» **Passage provided**
-------

I think Toronto definitely is lacking in sort of the quality of accessibility that we have within the city. And that is to greenspace and transportation networks. I know there’s definitely things in the works to improve that for sure, but I think we should take it even further.
(Urban Planner)
They added taking it “even further” means considering concerns beyond physical and spatial barriers and considering what access means across several marginalized communities. Another environmental planner similarly argued that greenspace access considerations tend to fall short when it comes to cultural limitations including a lack of regard for sexuality and access for queer and marginalized communities:
[We must consider]… whether the design and the amenities, and the programming in that space are ones that meet your needs. So that could be a physical accessibility limitation, there’s lots of those in parks. But it could also be, you know, like a cultural limitation as well…And, so when I think about accessibility, I think of those different levels.
(Environmental Planner)
A key informant with a history of activism around queer use of greenspace concurred that language around “barrier-free” access planning is often limited to a focus on physical elements:
They don’t often think about accessibility in terms of sort of cultural or even social elements around who feels you know… welcome in a space or feeling like you know there’s something there that reflects the person, who you are and how you want to use the space.
(Queer Activist)
One planner suggested that although greenspace is framed to be “neutral” and “democratic”, they perceive some access barriers to be intentional within design and management practices:
What can happen in that space and who is meant to use it and what is the correct way of using a park or a public space and what is an incorrect way? I think, you know, people always talk about parks as these democratic spaces that are open for everyone, and you know, sometimes they’re talked about as neutral spaces in our cities and I think the more I’ve learned about parks and the more I’ve worked in this area, I realized that that’s that’s not true at all. They’re definitely not neutral spaces, they’re highly governed and they’re not open to everyone and that’s by design.
(Environmental Planner)
In the Toronto Parks and Recreation Facilities Master Plan, there is an entire section focused on “Accessibility for All” [46]. Therein it states that greenspaces are “integral and visible elements of the public realm” in Toronto and “must be truly accessible and inclusive to be effective.” Throughout the Master Plan there are discussions of improving accessibility through “convenience and fairness in access to resources” to provide a quality experience [46]. The idealism and lack of specificity when it comes to outlining targeted goals and implementation strategies in these documents becomes clear when the only notable action item following these statements is to review the permitting process for large group gatherings in greenspace to ensure they, and other amenities, are affordable.

-------

» **Given data**

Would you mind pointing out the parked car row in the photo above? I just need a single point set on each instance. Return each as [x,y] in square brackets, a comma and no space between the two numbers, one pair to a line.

-------

» **Exercise requirements**
1. Answer these about the passage on greenspace access in Toronto:
(a) According to the urban planner, what two things is Toronto lacking accessibility to?
(b) What is the section of the Toronto Parks and Recreation Facilities Master Plan on accessibility called?
(c) What is the only notable action item that follows the Master Plan's statements on accessibility?
2. Write out the passage on greenspace access starting with "One planner suggested" and going on through "that’s by design.", swapping "neutral" for "impartial" wherever it appears.

» **Solutions to the exercise**
1.
(a) Greenspace and transportation networks.
(b) "Accessibility for All."
(c) Reviewing the permitting process for large group gatherings in greenspace to ensure that they, and other amenities, are affordable.

2.
One planner suggested that although greenspace is framed to be “impartial” and “democratic”, they perceive some access barriers to be intentional within design and management practices:
What can happen in that space and who is meant to use it and what is the correct way of using a park or a public space and what is an incorrect way? I think, you know, people always talk about parks as these democratic spaces that are open for everyone, and you know, sometimes they’re talked about as impartial spaces in our cities and I think the more I’ve learned about parks and the more I’ve worked in this area, I realized that that’s that’s not true at all. They’re definitely not impartial spaces, they’re highly governed and they’re not open to everyone and that’s by design.